Short problem - Render every line of the records below as a JSON array of strings, with one string per line and blank lines omitted.

Information supplied -
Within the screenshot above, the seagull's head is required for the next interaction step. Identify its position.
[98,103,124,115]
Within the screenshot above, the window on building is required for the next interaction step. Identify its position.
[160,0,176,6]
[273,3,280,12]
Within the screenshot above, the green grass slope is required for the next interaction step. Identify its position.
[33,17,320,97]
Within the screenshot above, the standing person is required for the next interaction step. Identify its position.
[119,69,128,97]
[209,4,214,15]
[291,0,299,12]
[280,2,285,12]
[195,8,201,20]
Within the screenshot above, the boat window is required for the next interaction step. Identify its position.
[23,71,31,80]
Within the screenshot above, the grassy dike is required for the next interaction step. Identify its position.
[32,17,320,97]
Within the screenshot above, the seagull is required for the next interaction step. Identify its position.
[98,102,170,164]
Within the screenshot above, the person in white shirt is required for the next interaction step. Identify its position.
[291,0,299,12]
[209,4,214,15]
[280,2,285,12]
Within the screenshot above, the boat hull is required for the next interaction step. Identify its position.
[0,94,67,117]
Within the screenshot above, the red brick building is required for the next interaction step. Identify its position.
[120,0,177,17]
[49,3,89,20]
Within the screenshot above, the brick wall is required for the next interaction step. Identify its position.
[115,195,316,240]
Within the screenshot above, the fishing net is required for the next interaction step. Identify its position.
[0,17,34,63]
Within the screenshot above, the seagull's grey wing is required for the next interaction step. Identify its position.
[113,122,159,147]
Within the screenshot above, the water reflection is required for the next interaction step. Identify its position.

Exercise answer -
[
  "Within the screenshot above, the seagull's head is required for the next interaction step. Identify its position.",
  "[98,103,124,115]",
  "Within the screenshot above, the window on building is required for the next interaction step. Identify its position.",
  "[160,0,176,6]",
  "[273,3,280,12]",
  "Within the screenshot above, the green grass slope is required for the next interaction step. Identify its position.",
  "[33,17,320,97]",
  "Within the screenshot above, the standing person is required for the next interaction step. Identify its position.",
  "[119,69,128,97]",
  "[209,4,214,15]",
  "[291,0,299,12]",
  "[280,2,285,12]",
  "[195,8,201,20]",
  "Within the screenshot above, the boat window is required for the next interaction step. Identify its position.",
  "[23,71,31,80]",
  "Within the screenshot above, the grassy dike is required for the next interaction step. Identify its position.",
  "[32,17,320,97]",
  "Within the screenshot above, the seagull is required for the next interaction step. Identify its position.",
  "[98,102,170,164]",
  "Within the screenshot above, the person in white shirt is required for the next interaction step. Identify its position.",
  "[291,0,299,12]",
  "[209,4,214,15]",
  "[280,2,285,12]",
  "Within the screenshot above, the boat hull is required for the next interaction step. Identify its position.",
  "[0,94,67,117]",
  "Within the screenshot above, the red brick building is required for the next interaction step. Identify its position.",
  "[120,0,177,17]",
  "[49,3,89,20]",
  "Within the screenshot above, the brick wall is required for the next interaction step. Identify its position.",
  "[115,195,316,240]",
  "Within the screenshot above, the fishing net is required for the next interaction step. Identify its position.",
  "[0,17,34,63]",
  "Within the screenshot above, the seagull's grey wing is required for the next interaction step. Identify its position.",
  "[113,122,159,147]",
  "Within the screenshot above, the water reflection is required for the next interaction step. Identify its position."
]